■ Teks hasil ekstraksi ■
==*==
Islam Warna Warni; Mozaik Syariat Islam Di Tengah Multikulturalisme

Ruang multikultural adalah sebuah ruang kontestasi, demikian seloroh seorang teman ketika wacana multikulturalisme mengemuka di dunia intelektual sosial-budaya era 90-an. Wacana ini hampir menjadi wacana dominan yang tak terbantahkan ketika didedahkan sebagai solusi atas berbagai macam perbedaan (difference) dan keberagaman (diversity) yang merupakan realitas masyarakat global (global society). Multikulturalisme menjadi semacam manajemen perbedaan untuk menjaga keharmonisan dan dinamisasi kehidupan sosial masyarakat.

Multikultural, menurut Ahmad Baso1, berwujud menjadi sebuah gerakan. Dengan defenisi seperti ini, maka multikultural harus bisa dibedakan dengan realitas budaya yang plural. Multikultural merupakan sebuah proyek atau usaha sadar untuk mengatur dan mendinamisasi hubungan (relation) antar kultur, sementara plural hanyalah sebuah kondisi yang sudah ada sebagai realitas. Dengan demikian --masih menurut Ahmad Baso, gerakan multikulturalisme merupakan proyek multidimensional yang melibatkan berbagai etnis dan berbagai macam kegiatan.
==*==
■ Baris yang ditampilkan ■
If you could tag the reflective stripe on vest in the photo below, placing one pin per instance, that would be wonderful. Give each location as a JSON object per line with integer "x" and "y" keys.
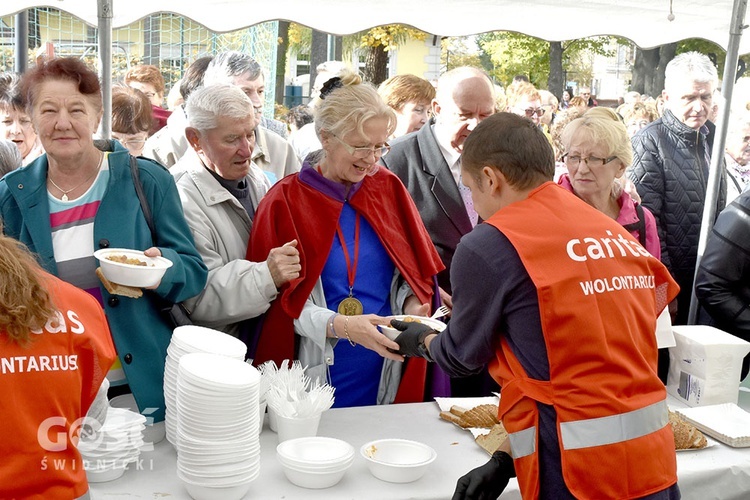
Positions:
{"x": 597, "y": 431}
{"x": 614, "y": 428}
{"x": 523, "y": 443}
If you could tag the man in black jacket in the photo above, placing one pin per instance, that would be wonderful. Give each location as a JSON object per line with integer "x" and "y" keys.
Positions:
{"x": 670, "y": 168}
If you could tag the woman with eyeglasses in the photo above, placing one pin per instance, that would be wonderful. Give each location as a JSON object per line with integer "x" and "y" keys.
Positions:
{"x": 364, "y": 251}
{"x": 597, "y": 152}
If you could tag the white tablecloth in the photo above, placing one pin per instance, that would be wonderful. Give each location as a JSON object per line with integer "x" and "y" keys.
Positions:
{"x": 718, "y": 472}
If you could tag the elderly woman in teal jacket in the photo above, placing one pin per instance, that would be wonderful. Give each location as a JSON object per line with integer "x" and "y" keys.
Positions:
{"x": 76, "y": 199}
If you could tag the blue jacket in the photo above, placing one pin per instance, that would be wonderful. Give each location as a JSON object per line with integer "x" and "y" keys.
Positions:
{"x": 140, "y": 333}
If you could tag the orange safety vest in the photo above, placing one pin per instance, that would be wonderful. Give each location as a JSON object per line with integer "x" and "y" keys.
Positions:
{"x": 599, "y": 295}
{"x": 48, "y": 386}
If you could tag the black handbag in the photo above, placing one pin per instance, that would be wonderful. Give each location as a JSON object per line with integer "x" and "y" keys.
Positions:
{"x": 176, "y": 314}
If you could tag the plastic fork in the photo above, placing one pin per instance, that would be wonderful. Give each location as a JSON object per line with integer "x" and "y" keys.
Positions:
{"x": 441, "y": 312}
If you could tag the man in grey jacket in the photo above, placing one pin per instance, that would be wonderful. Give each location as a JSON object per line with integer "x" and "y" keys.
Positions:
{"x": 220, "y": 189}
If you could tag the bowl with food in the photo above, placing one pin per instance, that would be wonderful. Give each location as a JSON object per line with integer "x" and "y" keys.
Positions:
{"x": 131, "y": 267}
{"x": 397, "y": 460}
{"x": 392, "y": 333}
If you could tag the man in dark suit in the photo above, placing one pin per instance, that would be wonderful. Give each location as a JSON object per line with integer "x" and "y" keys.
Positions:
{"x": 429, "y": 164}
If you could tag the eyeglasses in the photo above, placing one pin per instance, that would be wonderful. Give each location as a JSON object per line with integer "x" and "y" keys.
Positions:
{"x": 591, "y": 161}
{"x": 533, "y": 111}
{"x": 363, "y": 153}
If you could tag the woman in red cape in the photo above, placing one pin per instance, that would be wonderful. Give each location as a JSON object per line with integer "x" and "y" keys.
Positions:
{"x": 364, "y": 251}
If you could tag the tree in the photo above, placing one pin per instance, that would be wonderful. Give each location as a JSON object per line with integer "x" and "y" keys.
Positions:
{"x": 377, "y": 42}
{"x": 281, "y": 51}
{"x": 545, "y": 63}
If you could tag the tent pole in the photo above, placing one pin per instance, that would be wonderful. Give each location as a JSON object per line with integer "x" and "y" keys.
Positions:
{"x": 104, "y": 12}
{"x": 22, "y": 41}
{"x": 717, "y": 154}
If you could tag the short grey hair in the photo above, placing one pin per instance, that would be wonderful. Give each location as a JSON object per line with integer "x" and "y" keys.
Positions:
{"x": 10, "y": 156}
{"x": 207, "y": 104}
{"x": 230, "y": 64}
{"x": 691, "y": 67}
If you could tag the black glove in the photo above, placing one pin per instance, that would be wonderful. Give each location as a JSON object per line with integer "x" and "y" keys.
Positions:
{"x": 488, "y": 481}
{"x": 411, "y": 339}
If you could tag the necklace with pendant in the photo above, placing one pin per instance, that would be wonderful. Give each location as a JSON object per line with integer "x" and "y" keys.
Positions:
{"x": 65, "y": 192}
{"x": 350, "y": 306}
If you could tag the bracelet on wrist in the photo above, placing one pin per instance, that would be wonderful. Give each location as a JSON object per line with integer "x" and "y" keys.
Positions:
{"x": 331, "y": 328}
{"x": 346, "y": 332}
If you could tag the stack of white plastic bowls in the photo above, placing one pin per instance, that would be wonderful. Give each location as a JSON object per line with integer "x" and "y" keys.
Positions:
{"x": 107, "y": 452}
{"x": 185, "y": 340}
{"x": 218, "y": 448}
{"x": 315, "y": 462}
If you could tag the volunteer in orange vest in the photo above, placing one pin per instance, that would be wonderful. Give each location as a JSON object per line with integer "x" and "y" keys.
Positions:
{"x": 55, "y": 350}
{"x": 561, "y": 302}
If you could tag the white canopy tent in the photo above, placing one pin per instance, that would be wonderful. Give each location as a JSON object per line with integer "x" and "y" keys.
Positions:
==*==
■ Perintah ■
Kutip tanpa perubahan dari teks tentang multikulturalisme bagian yang dibuka dengan kata-kata yang memuat "Multikultural, menurut Ahmad" dan ditutup dengan "berbagai macam kegiatan.".

■ Jawaban tugas ■
Multikultural, menurut Ahmad Baso1, berwujud menjadi sebuah gerakan. Dengan defenisi seperti ini, maka multikultural harus bisa dibedakan dengan realitas budaya yang plural. Multikultural merupakan sebuah proyek atau usaha sadar untuk mengatur dan mendinamisasi hubungan (relation) antar kultur, sementara plural hanyalah sebuah kondisi yang sudah ada sebagai realitas. Dengan demikian --masih menurut Ahmad Baso, gerakan multikulturalisme merupakan proyek multidimensional yang melibatkan berbagai etnis dan berbagai macam kegiatan.